Gezeigte Daten:

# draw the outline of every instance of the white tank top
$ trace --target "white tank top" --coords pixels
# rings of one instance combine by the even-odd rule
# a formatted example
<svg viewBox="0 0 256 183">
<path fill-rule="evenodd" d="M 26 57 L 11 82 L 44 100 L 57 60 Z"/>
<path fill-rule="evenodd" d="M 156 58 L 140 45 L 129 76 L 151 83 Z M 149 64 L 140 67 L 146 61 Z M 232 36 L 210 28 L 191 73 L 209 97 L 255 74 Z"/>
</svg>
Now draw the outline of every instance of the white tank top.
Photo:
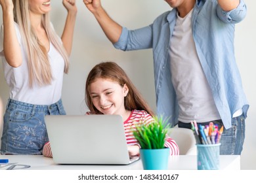
<svg viewBox="0 0 256 183">
<path fill-rule="evenodd" d="M 10 66 L 3 54 L 3 29 L 2 26 L 0 39 L 0 52 L 3 61 L 5 80 L 10 88 L 10 98 L 18 101 L 35 105 L 50 105 L 57 102 L 61 98 L 62 81 L 64 69 L 64 60 L 54 46 L 50 43 L 48 52 L 53 79 L 51 84 L 39 86 L 29 85 L 28 58 L 21 39 L 18 24 L 15 28 L 22 52 L 22 65 L 14 68 Z"/>
<path fill-rule="evenodd" d="M 209 86 L 199 60 L 192 37 L 191 15 L 177 14 L 171 38 L 171 81 L 179 107 L 179 120 L 205 122 L 221 117 L 213 101 Z"/>
</svg>

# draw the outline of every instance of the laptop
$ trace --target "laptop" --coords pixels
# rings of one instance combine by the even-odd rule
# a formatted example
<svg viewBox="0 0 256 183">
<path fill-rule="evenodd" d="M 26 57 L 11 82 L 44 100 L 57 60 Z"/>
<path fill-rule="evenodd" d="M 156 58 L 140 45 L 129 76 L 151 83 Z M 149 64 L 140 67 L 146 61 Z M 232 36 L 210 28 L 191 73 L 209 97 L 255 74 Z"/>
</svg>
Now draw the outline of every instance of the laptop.
<svg viewBox="0 0 256 183">
<path fill-rule="evenodd" d="M 123 119 L 119 115 L 48 115 L 45 124 L 54 163 L 128 165 Z"/>
</svg>

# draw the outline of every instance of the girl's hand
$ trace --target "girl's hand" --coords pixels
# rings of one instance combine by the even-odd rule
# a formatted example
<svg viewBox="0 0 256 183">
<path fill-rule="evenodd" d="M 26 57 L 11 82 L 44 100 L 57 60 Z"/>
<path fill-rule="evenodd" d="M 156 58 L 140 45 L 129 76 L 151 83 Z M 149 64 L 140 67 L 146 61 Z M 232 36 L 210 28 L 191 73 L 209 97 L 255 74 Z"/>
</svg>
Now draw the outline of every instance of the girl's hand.
<svg viewBox="0 0 256 183">
<path fill-rule="evenodd" d="M 93 14 L 101 7 L 100 0 L 83 0 L 83 3 Z"/>
<path fill-rule="evenodd" d="M 127 146 L 129 155 L 130 156 L 139 156 L 140 155 L 140 147 L 137 145 Z"/>
<path fill-rule="evenodd" d="M 77 12 L 77 8 L 75 5 L 75 0 L 63 0 L 62 4 L 67 9 L 68 12 Z"/>
<path fill-rule="evenodd" d="M 12 0 L 0 0 L 0 5 L 2 7 L 3 10 L 13 10 Z"/>
</svg>

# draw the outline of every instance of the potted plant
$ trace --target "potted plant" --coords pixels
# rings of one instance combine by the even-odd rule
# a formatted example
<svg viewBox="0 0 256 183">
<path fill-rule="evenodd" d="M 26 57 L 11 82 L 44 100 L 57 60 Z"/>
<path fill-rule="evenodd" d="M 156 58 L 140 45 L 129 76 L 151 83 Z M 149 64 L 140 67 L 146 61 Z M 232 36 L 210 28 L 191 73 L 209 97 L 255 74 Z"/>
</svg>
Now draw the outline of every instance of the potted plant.
<svg viewBox="0 0 256 183">
<path fill-rule="evenodd" d="M 153 116 L 149 124 L 142 122 L 135 126 L 133 135 L 140 145 L 140 154 L 146 170 L 164 170 L 168 167 L 169 148 L 164 144 L 169 125 L 163 117 Z"/>
</svg>

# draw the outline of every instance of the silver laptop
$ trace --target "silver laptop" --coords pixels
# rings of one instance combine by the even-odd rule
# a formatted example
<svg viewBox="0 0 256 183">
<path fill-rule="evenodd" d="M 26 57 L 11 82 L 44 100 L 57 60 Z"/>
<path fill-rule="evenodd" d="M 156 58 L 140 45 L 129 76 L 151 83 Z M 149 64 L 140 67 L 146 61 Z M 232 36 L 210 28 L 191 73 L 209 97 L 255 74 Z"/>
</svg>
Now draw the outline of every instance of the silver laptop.
<svg viewBox="0 0 256 183">
<path fill-rule="evenodd" d="M 58 164 L 127 165 L 129 157 L 119 115 L 45 116 L 53 161 Z"/>
</svg>

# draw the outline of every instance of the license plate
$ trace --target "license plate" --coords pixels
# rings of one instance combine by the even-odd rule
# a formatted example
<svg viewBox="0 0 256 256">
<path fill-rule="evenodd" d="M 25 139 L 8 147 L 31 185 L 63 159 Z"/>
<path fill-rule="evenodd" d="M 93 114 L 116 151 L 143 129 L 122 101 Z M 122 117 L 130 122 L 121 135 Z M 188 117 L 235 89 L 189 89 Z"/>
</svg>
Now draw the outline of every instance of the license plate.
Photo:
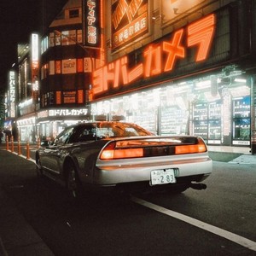
<svg viewBox="0 0 256 256">
<path fill-rule="evenodd" d="M 174 169 L 154 170 L 151 172 L 150 184 L 175 183 Z"/>
</svg>

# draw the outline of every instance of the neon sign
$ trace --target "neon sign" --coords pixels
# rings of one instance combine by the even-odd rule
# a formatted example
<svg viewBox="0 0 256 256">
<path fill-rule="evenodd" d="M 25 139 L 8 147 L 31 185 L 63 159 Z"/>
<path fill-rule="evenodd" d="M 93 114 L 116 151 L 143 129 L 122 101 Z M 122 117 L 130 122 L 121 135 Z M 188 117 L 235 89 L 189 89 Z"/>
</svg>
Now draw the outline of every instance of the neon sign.
<svg viewBox="0 0 256 256">
<path fill-rule="evenodd" d="M 89 47 L 101 47 L 101 1 L 83 1 L 84 44 Z"/>
<path fill-rule="evenodd" d="M 148 0 L 117 0 L 112 4 L 112 49 L 117 49 L 148 32 Z"/>
<path fill-rule="evenodd" d="M 9 117 L 15 118 L 15 86 L 16 86 L 16 79 L 15 73 L 10 71 L 9 74 Z"/>
<path fill-rule="evenodd" d="M 143 52 L 143 60 L 129 67 L 128 56 L 116 60 L 96 70 L 93 73 L 93 94 L 120 89 L 140 79 L 172 73 L 175 64 L 186 58 L 186 52 L 196 49 L 195 62 L 205 61 L 214 35 L 215 15 L 210 15 L 171 34 L 171 38 L 148 45 Z"/>
</svg>

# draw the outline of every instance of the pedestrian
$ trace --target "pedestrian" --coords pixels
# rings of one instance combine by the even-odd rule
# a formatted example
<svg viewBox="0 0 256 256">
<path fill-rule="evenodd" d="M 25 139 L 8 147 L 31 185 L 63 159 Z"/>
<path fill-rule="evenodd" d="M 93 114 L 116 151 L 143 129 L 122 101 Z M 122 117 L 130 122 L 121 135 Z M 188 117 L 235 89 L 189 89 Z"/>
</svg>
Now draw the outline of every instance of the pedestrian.
<svg viewBox="0 0 256 256">
<path fill-rule="evenodd" d="M 2 143 L 2 140 L 3 138 L 3 132 L 0 130 L 0 144 Z"/>
</svg>

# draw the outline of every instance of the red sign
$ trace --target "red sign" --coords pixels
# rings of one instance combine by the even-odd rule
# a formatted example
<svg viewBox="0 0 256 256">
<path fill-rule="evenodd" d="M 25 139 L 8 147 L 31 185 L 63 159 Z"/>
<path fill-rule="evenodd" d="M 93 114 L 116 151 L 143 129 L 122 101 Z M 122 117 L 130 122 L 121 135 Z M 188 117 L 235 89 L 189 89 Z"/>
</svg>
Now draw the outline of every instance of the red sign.
<svg viewBox="0 0 256 256">
<path fill-rule="evenodd" d="M 186 52 L 191 48 L 196 49 L 195 62 L 206 60 L 215 25 L 215 15 L 210 15 L 173 32 L 169 39 L 149 44 L 143 52 L 143 61 L 131 68 L 127 55 L 102 67 L 93 73 L 93 94 L 128 87 L 140 79 L 172 73 L 176 62 L 185 59 Z"/>
<path fill-rule="evenodd" d="M 83 0 L 84 44 L 88 47 L 101 47 L 101 3 Z"/>
<path fill-rule="evenodd" d="M 148 32 L 148 0 L 118 0 L 112 4 L 112 49 L 116 49 Z"/>
</svg>

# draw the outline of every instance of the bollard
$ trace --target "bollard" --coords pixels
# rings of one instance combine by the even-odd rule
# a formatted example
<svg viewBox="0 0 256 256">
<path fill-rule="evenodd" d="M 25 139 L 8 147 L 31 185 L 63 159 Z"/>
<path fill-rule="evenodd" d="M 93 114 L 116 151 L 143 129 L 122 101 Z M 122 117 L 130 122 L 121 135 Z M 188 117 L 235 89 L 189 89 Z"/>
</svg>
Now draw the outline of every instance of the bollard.
<svg viewBox="0 0 256 256">
<path fill-rule="evenodd" d="M 15 151 L 14 137 L 11 137 L 11 152 Z"/>
<path fill-rule="evenodd" d="M 6 135 L 5 140 L 6 140 L 6 150 L 9 150 L 9 140 L 8 140 L 7 135 Z"/>
<path fill-rule="evenodd" d="M 26 159 L 30 159 L 29 142 L 26 143 Z"/>
<path fill-rule="evenodd" d="M 18 154 L 19 154 L 19 155 L 21 154 L 21 148 L 20 148 L 20 137 L 18 137 Z"/>
</svg>

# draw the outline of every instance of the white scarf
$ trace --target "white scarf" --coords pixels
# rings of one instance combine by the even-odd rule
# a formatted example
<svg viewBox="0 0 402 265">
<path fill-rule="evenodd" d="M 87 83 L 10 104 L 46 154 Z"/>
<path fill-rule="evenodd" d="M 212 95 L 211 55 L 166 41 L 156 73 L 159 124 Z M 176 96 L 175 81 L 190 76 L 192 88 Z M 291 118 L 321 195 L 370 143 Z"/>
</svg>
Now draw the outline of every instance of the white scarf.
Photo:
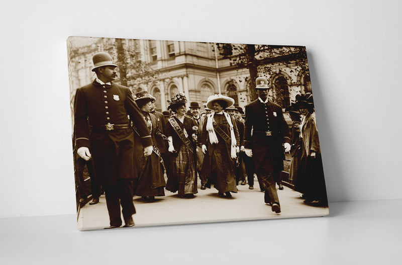
<svg viewBox="0 0 402 265">
<path fill-rule="evenodd" d="M 210 137 L 210 142 L 211 144 L 218 143 L 218 137 L 215 133 L 215 130 L 214 129 L 214 125 L 213 122 L 214 121 L 214 115 L 215 115 L 215 113 L 208 114 L 207 120 L 207 130 L 208 131 L 208 135 Z M 228 123 L 230 127 L 230 139 L 231 140 L 231 148 L 230 148 L 230 156 L 232 158 L 236 158 L 236 137 L 235 136 L 235 131 L 233 130 L 233 124 L 232 123 L 232 119 L 230 116 L 227 113 L 224 112 L 223 115 L 226 118 L 226 120 L 228 121 Z"/>
</svg>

Aufgabenstellung:
Ermittle in den Daten oben jede Zeile, die die Zeichenfolge „coords“ enthält, und schreib sie ab. Groß- und Kleinschreibung zählt.

Ausgearbeitete Lösung:
$ trace --target "white tank top" --coords pixels
$ trace --target "laptop" --coords pixels
$ trace --target "girl's hand" --coords pixels
$ trace --target "potted plant" --coords pixels
$ trace --target "silver laptop" --coords pixels
$ trace --target "license plate" --coords pixels
$ trace --target "neon sign" --coords pixels
$ trace --target "pedestrian" --coords pixels
$ trace --target "red sign" --coords pixels
$ trace --target "bollard" --coords pixels
$ trace --target "white scarf" --coords pixels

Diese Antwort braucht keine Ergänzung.